### The problem
Repeat the listing verbatim from the line holding "Pin the white wall" through its final line, both ends included.

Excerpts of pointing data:
------------------------------

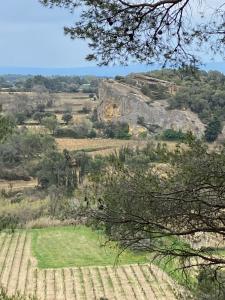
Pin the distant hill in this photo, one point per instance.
(97, 71)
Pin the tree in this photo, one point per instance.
(6, 127)
(212, 130)
(149, 30)
(50, 123)
(57, 169)
(166, 210)
(67, 117)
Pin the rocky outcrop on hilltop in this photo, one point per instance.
(120, 102)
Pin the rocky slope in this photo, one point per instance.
(121, 102)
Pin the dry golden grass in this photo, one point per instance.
(19, 272)
(17, 185)
(98, 145)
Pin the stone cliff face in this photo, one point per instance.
(120, 102)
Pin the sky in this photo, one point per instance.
(32, 35)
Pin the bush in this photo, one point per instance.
(211, 284)
(173, 135)
(117, 130)
(17, 296)
(212, 130)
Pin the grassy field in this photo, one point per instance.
(76, 247)
(97, 146)
(19, 269)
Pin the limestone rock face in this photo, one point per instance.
(120, 102)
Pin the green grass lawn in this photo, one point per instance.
(78, 246)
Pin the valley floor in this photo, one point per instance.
(19, 272)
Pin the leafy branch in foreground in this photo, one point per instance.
(147, 31)
(176, 212)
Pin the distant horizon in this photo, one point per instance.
(105, 71)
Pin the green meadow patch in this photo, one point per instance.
(58, 247)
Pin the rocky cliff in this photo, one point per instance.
(120, 102)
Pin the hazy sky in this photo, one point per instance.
(32, 35)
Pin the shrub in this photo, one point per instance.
(212, 130)
(17, 296)
(173, 135)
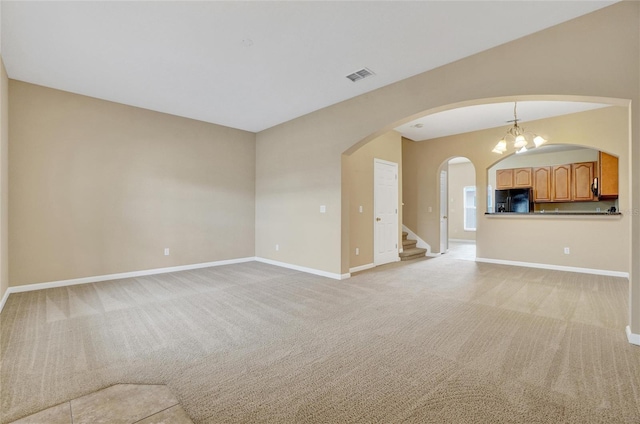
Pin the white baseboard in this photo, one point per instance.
(633, 338)
(361, 268)
(420, 243)
(119, 276)
(304, 269)
(4, 298)
(556, 267)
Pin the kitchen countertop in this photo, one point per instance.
(553, 213)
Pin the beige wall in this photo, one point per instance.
(4, 180)
(360, 179)
(99, 188)
(540, 239)
(299, 162)
(460, 175)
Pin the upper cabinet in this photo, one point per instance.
(582, 182)
(514, 178)
(607, 176)
(542, 184)
(504, 178)
(522, 177)
(561, 183)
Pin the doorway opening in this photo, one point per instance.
(458, 208)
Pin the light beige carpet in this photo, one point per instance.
(433, 341)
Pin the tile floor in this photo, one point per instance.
(119, 404)
(462, 250)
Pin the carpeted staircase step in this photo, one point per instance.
(413, 253)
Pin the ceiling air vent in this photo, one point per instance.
(361, 74)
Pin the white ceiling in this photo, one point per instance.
(473, 118)
(253, 65)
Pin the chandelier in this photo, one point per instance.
(521, 139)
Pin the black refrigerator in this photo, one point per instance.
(515, 200)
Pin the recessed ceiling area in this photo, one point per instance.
(252, 65)
(480, 117)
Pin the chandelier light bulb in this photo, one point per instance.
(539, 141)
(520, 142)
(520, 137)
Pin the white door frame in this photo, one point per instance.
(385, 217)
(444, 209)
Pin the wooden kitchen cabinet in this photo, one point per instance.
(504, 178)
(513, 178)
(582, 175)
(522, 177)
(542, 184)
(561, 183)
(607, 176)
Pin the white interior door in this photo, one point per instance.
(385, 218)
(444, 210)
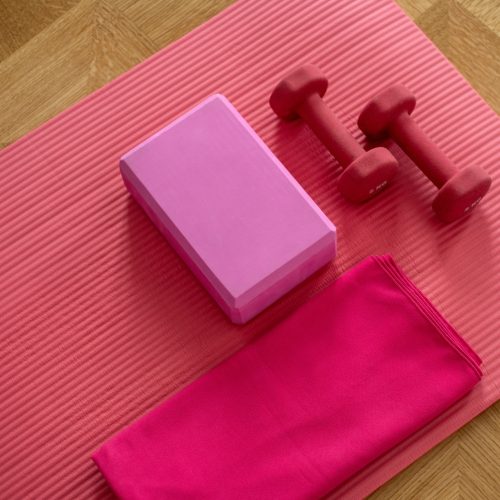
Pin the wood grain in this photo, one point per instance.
(55, 52)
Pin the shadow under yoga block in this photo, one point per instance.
(238, 218)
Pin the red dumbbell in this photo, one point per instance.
(366, 172)
(460, 191)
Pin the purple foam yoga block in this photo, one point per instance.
(237, 217)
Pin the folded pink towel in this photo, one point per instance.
(350, 374)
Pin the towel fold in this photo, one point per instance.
(350, 374)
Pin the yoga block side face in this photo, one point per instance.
(238, 218)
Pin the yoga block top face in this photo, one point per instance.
(238, 218)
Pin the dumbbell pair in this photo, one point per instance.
(387, 114)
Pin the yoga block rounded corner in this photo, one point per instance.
(232, 211)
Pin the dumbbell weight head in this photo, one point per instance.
(294, 90)
(365, 172)
(459, 190)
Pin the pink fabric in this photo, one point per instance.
(350, 374)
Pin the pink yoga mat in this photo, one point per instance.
(101, 321)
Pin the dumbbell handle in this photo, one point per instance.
(329, 130)
(428, 157)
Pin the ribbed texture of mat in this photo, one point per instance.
(100, 320)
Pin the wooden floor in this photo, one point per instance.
(54, 52)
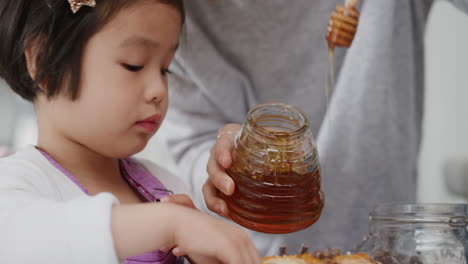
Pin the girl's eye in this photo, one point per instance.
(165, 71)
(132, 68)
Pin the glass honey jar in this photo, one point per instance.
(276, 171)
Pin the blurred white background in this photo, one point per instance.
(444, 150)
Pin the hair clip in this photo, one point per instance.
(77, 4)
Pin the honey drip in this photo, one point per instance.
(342, 27)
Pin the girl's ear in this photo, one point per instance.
(31, 60)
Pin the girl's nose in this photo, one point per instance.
(157, 90)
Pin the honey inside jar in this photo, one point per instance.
(276, 172)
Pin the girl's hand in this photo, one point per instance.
(209, 240)
(220, 159)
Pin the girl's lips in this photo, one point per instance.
(148, 126)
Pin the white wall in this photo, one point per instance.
(446, 111)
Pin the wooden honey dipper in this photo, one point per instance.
(343, 24)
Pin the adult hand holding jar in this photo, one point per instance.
(218, 180)
(273, 163)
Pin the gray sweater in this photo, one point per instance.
(239, 53)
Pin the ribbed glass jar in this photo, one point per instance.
(276, 171)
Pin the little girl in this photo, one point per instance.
(96, 72)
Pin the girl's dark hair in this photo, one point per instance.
(58, 36)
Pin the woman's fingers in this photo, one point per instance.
(213, 202)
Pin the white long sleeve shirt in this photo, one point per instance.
(46, 218)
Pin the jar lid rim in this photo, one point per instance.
(293, 108)
(455, 215)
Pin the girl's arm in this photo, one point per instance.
(145, 227)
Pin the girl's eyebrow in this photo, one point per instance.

------------------------------

### Complete output
Pin the white wall in this photo, one point per instance.
(446, 111)
Pin the wooden honey dipper in this photo, one point per instance.
(343, 24)
Pin the adult hand holding jar in this photo, one point per instance.
(218, 180)
(273, 163)
Pin the gray sweater in this photo, one point per instance.
(239, 53)
Pin the ribbed glass jar in this photo, one point per instance.
(276, 171)
Pin the little girl in this photo, one point per instance.
(96, 72)
Pin the girl's dark hair in this photo, one point per instance.
(58, 36)
Pin the woman's fingers in this photo, one point per instance.
(213, 202)
Pin the white long sleeve shirt in this photo, one point per instance.
(46, 218)
Pin the jar lid rim in this photo, one point per instance.
(293, 108)
(455, 215)
Pin the girl's arm in this photo, one point per instance.
(145, 227)
Pin the girl's eyebrow in this photo, one point per instance.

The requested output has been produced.